EXCERPT PROVIDED:

------------------------------------------------

Absorbents and Adsorbents Information
Sorbents are chemicals or materials that can capture liquids or gases. Absorbents incorporate a substance throughout the body of the absorbing material, e.g. polypropylene which absorbs oil. Adsorbents adhere substances over the surface of the adsorbing material, e.g. activated carbon.
A desiccant is a specific type of sorbent used to reduce humidity or moisture. They are hygroscopic meaning they have the ability to attract and hold water molecules.
Absorbents and Adsorbents can be categorized by specific material types. Here are some types of absorbents and adsorbents:
- Activated alumina is an adsorbent made of aluminum oxide (Al2O3). It is used as a desiccant for drying gases and air and as a fluoride filter for drinking water. It has specific use as a silica gel replacement in certain environments due to its thermal shock resistance and physical constancy when immersed in water.
- Activated carbon is roasted organic material (coconut shell, bone, wood) that forms porous granules. It is a versatile and inexpensive adsorbent that comes in many sizes and has a range of applications from gas, water, and metal purification to air filtration.

------------------------------------------------

RAW DATA:
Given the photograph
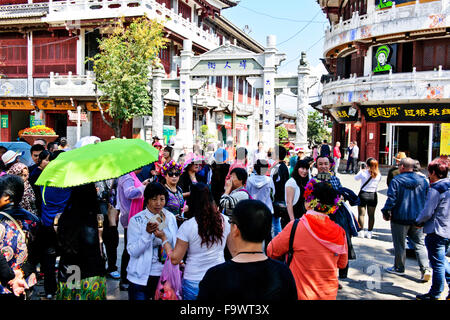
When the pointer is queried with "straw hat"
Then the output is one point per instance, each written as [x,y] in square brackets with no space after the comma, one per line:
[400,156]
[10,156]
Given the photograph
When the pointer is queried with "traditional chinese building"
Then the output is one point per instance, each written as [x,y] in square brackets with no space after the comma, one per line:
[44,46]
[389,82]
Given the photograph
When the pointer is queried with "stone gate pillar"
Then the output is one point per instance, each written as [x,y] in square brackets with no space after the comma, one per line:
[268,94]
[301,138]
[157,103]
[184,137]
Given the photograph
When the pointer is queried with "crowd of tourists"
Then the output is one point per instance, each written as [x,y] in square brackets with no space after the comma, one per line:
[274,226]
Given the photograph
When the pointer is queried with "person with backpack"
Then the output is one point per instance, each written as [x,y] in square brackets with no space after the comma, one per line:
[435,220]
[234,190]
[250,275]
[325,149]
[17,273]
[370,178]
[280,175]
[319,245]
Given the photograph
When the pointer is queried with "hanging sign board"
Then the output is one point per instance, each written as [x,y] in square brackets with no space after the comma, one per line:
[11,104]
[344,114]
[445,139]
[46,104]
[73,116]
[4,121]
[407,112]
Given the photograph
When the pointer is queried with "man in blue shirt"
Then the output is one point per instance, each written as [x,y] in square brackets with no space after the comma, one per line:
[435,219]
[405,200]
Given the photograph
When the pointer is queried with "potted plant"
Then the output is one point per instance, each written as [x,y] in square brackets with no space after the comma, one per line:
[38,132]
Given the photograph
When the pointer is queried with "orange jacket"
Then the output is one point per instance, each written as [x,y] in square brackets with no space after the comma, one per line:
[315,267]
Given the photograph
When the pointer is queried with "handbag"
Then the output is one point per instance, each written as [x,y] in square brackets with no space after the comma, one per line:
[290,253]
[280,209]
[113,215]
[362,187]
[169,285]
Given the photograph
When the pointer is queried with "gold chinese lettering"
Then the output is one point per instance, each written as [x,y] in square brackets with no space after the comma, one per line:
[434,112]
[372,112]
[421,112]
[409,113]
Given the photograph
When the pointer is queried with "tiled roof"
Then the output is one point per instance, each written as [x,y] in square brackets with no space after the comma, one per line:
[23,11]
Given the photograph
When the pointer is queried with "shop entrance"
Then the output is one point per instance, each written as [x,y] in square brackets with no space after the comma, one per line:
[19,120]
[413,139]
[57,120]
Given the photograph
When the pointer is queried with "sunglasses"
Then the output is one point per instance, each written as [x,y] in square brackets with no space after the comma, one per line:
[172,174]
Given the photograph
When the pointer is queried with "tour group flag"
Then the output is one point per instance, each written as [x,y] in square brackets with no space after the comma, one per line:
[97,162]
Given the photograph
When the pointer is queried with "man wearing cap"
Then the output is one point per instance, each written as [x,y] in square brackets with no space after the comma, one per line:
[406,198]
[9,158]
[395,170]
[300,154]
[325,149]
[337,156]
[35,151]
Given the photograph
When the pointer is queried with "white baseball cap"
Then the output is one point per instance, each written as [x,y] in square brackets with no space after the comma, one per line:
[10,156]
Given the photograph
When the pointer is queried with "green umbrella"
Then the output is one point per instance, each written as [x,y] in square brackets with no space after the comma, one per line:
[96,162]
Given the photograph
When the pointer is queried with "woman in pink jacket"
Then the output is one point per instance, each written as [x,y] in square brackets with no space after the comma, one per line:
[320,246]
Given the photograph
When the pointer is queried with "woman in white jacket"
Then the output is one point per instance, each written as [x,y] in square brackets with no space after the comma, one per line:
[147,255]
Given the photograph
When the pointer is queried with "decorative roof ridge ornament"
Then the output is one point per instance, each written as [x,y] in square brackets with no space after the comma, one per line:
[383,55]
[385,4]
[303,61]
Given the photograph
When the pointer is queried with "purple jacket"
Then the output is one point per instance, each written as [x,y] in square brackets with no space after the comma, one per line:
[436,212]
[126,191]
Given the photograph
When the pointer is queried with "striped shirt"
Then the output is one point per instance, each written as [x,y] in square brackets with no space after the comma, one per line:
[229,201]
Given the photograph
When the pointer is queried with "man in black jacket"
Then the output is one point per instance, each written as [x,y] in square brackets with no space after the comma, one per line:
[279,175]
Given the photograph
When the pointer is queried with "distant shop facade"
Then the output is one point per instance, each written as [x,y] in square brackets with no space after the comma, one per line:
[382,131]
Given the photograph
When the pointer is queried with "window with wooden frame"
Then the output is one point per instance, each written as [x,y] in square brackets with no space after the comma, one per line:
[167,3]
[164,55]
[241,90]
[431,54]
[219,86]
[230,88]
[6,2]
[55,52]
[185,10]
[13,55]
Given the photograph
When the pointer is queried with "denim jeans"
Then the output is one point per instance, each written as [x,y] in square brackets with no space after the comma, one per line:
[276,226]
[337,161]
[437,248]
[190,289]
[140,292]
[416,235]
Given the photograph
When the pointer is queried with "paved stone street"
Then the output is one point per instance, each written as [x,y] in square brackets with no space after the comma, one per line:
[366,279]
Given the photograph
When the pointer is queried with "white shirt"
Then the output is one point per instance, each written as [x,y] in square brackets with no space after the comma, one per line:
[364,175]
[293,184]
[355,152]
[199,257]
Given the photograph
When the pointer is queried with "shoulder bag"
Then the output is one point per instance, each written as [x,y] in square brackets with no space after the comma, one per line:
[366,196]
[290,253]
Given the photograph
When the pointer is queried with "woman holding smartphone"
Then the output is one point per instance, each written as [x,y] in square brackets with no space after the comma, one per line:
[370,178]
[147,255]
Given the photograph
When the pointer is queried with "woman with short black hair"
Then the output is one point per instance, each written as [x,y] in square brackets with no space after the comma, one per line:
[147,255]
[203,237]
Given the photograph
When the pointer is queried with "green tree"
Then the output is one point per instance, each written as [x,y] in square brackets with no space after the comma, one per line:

------------------------------------------------

CHECK YOUR UNDERSTANDING:
(1) Translate this sentence from the absorbents and adsorbents text into Spanish: "Sorbents are chemicals or materials that can capture liquids or gases."
(2) Quote the absorbents and adsorbents text word for word. Begin at the words "- Activated carbon" and stop after "to air filtration.".
Use only the absorbents and adsorbents text to complete these.

RESPONSE LIST:
(1) Los sorbentes son sustancias químicas o materiales que pueden capturar líquidos o gases.

(2)
- Activated carbon is roasted organic material (coconut shell, bone, wood) that forms porous granules. It is a versatile and inexpensive adsorbent that comes in many sizes and has a range of applications from gas, water, and metal purification to air filtration.